Texto mostrado:

***

# Bateria recargable con capacitores



## nerix (Abr 7, 2008)

Hola soy nuevo en este foro y solo quiero decirles q esta genial y bastante informaciónrmativo.

Bueno necesito un diagrama para crear una bateria recargable con utilizacion de capacitores y q encienda un diodo led.

Es para un proyecto escolar donde se necesita crear lo "que sea" con la utilizacion de resistencias, capacitores y led's lo malo es que no se pueden utilizar ningun tipo de circuitos integrados y nada por el estilo.

Acudo a ustedes por que soy nuevo en esto y no se bien como acerlo si alguien me pudiera ayudar se lo agradecere mucho. De antemano Gracias!


----------



## nerix (Abr 7, 2008)

Tambien puede ser cualquier diagrama y que haga lo que sea, la unica regla es que solo puedo usar esas cosas (diodos led, capacitores y resistencias).

Gracias otra vez


----------



## luis turi (Ene 22, 2010)

Bueno, yo estoy trabajando en algo parecido desde hace un tiempo.
Soy tecnico he inventor. Tengo unas repetidoras de VHF caseras, montadas en las montañas de alrededor de casa, y pensaba que si les ponia una bateria de capacitores, quedarian como maquinas libres de mantenimiento. Ahora hay que ir una ves al año y reemplazar las baterias de Gel que tienen como fuente (que se recargan con paneles solares y Micro generador Eolico.

Quiza con la ayuda de algun ingeniero podamos avanzar en este asunto. 
No se si han visto los COILGUNs o los RAIL GUNs, son armas electromagneticas, que se alimentan con baterias de capacitores. Y tienen una fuerza impresionante.

***

Datos proporcionados:
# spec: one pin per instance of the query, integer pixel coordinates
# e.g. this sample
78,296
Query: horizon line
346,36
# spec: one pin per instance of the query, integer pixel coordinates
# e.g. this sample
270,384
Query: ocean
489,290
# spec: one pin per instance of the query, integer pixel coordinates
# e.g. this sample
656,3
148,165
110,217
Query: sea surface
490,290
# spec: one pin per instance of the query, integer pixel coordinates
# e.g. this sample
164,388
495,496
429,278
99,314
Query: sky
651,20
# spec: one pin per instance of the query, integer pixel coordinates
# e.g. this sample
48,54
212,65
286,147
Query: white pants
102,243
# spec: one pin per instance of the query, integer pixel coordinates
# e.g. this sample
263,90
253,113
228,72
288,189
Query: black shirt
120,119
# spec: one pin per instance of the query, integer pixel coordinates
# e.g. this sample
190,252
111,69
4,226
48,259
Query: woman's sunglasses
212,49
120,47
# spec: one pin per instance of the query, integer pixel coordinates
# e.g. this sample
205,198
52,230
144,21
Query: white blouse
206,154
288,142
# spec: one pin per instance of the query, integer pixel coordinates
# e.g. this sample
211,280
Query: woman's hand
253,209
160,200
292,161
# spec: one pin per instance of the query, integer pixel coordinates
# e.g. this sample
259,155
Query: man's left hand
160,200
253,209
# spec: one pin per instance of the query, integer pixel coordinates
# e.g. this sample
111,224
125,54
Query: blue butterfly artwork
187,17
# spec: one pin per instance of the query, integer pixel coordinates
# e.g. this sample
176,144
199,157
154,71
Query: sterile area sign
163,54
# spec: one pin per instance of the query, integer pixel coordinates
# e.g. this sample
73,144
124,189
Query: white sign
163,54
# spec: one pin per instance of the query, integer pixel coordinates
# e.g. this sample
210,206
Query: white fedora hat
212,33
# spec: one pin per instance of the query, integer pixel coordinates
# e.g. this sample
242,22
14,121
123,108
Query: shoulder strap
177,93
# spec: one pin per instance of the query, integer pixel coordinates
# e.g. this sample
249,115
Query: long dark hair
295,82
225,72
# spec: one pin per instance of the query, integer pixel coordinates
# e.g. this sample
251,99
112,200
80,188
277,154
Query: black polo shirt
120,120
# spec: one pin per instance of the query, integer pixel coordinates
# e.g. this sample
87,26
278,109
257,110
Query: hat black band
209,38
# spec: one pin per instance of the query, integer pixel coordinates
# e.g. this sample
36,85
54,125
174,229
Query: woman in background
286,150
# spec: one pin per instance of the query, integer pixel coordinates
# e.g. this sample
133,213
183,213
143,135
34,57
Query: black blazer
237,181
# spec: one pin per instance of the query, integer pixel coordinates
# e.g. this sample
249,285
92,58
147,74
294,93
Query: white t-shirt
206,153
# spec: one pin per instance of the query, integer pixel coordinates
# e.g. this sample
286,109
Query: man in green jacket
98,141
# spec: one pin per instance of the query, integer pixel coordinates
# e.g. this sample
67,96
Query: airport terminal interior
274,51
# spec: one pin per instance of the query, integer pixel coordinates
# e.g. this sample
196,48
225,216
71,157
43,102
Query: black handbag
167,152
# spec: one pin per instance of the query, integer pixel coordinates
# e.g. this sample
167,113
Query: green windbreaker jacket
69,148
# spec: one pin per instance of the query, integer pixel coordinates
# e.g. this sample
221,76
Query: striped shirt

***

Tareas:
[A] ¿Concuerda cada una de estas afirmaciones con el hilo del foro mostrado arriba? Responde sí o no y cita las palabras del hilo que lo deciden: (i) en el proyecto escolar de nerix no se permite usar circuitos integrados; (ii) las baterías de gel de las repetidoras de luis turi se recargan solo con paneles solares; (iii) luis turi se presenta como ingeniero.
[B] Identifica y copia cada línea de las filas en la que aparezca la palabra "jacket".

Soluciones por tarea:
[A]
(i) Sí: "no se pueden utilizar ningun tipo de circuitos integrados".
(ii) No: "que se recargan con paneles solares y Micro generador Eolico".
(iii) No: "Soy tecnico he inventor."

[B]
Query: man in green jacket
Query: green windbreaker jacket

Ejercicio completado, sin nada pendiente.